#### Written request:
Reproduce every row below verbatim, leaving out the pictures.

## Begin Provided information

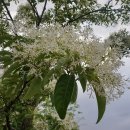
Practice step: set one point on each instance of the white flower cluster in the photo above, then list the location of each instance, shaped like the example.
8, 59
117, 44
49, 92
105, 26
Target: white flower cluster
55, 42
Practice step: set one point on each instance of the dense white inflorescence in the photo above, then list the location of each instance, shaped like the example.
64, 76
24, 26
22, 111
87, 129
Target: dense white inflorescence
73, 45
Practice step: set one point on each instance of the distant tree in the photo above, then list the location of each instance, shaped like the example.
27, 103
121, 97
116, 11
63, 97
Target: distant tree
120, 40
40, 49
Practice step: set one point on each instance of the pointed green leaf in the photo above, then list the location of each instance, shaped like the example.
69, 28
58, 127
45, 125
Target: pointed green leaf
101, 102
34, 88
47, 77
82, 77
92, 75
75, 93
83, 81
63, 93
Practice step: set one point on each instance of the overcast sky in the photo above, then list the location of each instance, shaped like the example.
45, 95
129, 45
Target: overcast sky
117, 115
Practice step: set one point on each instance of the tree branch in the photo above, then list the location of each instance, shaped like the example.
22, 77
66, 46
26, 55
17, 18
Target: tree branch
8, 124
34, 11
44, 8
101, 10
7, 10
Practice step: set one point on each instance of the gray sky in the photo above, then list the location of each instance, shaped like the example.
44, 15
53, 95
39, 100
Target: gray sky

## End Provided information

#### Task solution:
Practice step: set one point on each instance of the white flower cluster in the photo above, then list the location of each instance, shaped like the example.
8, 59
117, 44
49, 92
105, 26
Target: white flower cluster
55, 42
Practice step: set one point on each instance of the dense white inflorescence in the photo above, then list the location of each instance, shaped like the example.
64, 76
24, 26
22, 111
87, 129
Target: dense white inflorescence
73, 45
Practice step: set one point on each instance of the distant tree in the photo above, then list the location of each instance, shaped like the example.
27, 103
121, 97
116, 11
63, 97
Target: distant tree
120, 40
40, 49
Practice step: set one point on each instance of the pointed green leaf in the photo above, then list the location of each instance, shaped like the example.
69, 28
58, 127
45, 125
Target: pointed green leaf
101, 102
34, 88
47, 77
82, 77
92, 75
75, 93
83, 81
63, 93
Practice step: set one point on each instance of the overcast sky in the photo above, then list the location of each instance, shaped like the example.
45, 95
129, 45
Target: overcast sky
117, 115
Practice step: set one point on each instance of the tree branch in the photo above, then list the location of each instance, shaped like the example.
22, 77
66, 46
26, 55
17, 18
Target: tree branch
8, 124
34, 11
44, 8
101, 10
7, 10
Practice step: set one point on each instance of the gray sky in the photo above, then list the location of each instance, shaped like the example.
44, 15
53, 95
39, 100
Target: gray sky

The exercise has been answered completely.